Gather every line of the records that contains the word "shorts". Case counts.
####
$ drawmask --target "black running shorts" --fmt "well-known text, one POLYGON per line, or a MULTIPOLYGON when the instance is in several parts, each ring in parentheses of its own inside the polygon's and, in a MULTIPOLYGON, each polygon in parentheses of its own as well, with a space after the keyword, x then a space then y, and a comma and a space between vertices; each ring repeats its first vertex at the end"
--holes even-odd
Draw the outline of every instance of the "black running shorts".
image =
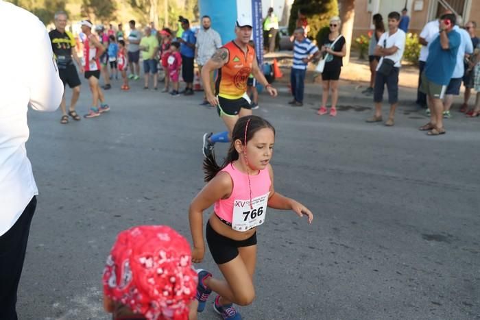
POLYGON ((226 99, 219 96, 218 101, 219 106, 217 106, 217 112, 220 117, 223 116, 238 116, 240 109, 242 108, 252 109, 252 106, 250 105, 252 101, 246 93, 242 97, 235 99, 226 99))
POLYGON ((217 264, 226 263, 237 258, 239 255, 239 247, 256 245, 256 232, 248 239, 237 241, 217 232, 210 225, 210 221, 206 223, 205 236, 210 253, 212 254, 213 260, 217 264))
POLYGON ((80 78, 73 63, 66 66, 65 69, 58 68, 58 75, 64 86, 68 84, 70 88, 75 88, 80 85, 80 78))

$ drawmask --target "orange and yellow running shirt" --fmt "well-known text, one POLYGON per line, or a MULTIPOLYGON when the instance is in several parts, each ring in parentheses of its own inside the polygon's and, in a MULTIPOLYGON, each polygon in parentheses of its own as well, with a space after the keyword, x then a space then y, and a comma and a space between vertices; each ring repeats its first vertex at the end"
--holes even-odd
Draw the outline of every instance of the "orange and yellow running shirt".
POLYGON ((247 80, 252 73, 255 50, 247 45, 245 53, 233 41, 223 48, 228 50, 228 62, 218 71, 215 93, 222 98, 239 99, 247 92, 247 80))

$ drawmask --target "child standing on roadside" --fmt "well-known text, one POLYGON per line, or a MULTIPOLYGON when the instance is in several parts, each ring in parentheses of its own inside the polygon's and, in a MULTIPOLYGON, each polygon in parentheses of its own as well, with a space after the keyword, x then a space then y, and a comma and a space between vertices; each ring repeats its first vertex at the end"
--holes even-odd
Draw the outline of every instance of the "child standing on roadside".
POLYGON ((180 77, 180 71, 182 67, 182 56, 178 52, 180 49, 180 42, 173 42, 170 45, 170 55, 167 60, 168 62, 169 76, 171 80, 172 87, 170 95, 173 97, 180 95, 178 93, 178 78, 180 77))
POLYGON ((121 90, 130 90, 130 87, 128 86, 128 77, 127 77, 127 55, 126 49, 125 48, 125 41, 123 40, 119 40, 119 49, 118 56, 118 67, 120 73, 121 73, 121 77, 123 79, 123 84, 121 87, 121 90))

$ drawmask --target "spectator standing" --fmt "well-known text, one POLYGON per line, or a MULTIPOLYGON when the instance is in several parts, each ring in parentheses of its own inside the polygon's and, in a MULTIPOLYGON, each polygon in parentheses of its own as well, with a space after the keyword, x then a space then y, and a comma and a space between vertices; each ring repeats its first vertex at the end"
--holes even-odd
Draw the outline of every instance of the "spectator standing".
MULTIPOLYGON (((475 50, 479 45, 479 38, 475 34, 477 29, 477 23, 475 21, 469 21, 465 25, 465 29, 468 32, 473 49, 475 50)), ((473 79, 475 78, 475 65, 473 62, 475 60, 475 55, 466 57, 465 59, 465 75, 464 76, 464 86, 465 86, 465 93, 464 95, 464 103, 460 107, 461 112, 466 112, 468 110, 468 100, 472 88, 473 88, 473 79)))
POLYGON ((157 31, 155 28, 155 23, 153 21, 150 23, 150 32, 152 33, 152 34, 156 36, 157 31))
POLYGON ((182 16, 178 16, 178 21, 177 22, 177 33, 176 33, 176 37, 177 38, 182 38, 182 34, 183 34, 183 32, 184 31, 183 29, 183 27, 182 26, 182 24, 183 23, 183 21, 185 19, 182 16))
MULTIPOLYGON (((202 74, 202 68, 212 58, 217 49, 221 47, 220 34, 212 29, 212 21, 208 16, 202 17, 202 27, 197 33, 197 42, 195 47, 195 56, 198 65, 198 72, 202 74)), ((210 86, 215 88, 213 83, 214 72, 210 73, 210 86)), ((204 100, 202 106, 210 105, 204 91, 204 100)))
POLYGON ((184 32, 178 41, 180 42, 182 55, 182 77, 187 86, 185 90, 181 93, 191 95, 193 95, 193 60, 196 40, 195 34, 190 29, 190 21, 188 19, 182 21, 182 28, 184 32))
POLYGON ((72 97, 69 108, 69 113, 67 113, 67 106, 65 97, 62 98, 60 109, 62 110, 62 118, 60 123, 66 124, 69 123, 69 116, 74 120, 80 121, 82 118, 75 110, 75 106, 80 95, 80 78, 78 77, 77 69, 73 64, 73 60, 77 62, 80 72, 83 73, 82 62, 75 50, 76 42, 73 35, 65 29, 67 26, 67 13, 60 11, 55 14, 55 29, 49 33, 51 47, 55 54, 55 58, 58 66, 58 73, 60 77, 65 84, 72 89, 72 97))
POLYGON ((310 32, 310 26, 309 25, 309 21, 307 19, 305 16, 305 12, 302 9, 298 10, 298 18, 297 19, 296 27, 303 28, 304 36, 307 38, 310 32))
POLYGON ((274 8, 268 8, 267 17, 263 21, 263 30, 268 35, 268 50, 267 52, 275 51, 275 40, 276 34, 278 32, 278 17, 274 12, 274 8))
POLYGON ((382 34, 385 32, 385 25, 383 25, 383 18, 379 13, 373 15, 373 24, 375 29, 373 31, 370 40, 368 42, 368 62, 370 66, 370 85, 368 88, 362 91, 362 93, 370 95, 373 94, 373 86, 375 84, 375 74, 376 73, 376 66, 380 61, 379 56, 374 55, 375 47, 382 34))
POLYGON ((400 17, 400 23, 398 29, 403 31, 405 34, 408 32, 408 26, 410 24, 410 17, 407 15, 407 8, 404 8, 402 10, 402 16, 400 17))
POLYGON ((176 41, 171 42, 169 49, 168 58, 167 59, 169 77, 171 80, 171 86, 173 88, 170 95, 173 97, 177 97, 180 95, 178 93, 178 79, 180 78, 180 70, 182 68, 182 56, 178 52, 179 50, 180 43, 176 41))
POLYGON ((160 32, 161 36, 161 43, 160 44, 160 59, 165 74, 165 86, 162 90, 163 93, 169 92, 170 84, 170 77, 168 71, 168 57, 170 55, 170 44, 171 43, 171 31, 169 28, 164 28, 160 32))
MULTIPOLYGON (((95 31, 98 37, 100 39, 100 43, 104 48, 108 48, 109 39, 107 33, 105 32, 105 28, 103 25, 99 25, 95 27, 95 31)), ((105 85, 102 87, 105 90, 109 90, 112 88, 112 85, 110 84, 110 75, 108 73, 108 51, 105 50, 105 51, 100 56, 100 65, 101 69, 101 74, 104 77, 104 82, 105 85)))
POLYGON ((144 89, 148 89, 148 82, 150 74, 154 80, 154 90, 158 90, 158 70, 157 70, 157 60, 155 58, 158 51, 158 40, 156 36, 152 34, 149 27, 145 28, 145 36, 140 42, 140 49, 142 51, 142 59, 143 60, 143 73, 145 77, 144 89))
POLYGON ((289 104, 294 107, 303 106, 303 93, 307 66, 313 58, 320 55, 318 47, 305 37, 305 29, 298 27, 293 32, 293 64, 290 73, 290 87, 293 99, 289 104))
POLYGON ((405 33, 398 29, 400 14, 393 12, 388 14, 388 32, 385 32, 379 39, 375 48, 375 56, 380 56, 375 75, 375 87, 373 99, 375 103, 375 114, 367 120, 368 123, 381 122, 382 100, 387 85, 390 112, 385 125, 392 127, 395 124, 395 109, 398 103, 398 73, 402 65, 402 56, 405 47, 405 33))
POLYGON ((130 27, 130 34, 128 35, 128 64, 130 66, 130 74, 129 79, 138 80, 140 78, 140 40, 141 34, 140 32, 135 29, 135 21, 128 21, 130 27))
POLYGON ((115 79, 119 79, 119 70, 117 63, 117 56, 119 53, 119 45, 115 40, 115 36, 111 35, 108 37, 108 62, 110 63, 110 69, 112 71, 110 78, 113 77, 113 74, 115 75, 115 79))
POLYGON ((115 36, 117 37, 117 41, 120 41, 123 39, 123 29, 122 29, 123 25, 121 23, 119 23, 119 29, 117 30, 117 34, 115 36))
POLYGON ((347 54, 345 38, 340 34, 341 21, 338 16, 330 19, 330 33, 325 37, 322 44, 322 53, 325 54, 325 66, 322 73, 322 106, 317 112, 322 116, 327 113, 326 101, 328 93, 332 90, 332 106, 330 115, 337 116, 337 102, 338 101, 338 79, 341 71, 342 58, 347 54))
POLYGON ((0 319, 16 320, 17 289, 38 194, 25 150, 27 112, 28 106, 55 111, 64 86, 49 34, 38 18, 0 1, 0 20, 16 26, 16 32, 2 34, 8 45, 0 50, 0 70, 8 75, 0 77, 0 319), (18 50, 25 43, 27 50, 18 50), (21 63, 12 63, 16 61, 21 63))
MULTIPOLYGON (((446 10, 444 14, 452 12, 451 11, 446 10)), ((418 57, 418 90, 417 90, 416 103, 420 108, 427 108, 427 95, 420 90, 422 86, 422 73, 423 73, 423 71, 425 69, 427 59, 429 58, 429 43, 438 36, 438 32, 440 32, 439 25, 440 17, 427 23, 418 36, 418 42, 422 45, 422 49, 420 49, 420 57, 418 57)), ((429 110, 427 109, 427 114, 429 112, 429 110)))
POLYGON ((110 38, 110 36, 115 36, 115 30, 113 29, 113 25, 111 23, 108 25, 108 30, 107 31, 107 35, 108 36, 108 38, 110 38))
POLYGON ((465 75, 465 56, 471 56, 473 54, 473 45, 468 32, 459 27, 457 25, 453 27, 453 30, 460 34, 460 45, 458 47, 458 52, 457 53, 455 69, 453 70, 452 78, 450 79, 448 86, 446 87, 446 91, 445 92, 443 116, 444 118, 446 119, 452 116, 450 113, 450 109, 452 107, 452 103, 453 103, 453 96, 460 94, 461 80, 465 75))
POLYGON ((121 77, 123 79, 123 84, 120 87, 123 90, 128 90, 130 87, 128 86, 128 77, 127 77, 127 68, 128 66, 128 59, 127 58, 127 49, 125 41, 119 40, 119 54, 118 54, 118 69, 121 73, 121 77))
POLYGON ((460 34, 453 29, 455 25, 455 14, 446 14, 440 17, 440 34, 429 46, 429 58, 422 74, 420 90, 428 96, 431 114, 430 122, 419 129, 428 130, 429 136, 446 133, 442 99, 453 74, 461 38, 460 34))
####
◆ ANSWER ◆
$ drawmask --target "black running shorts" --fmt "well-known text, one POLYGON per line, or a MULTIPOLYGON when the instance is in several parts, each ring in parentheses of its own inside the polygon's and, in a MULTIPOLYGON, each polygon in parentheses of its own as well, with a space after the keyword, x then a space then y, and a comma and a space between vertices; each ring repeats its first vertex at the end"
Draw the outline of every instance of the "black running shorts".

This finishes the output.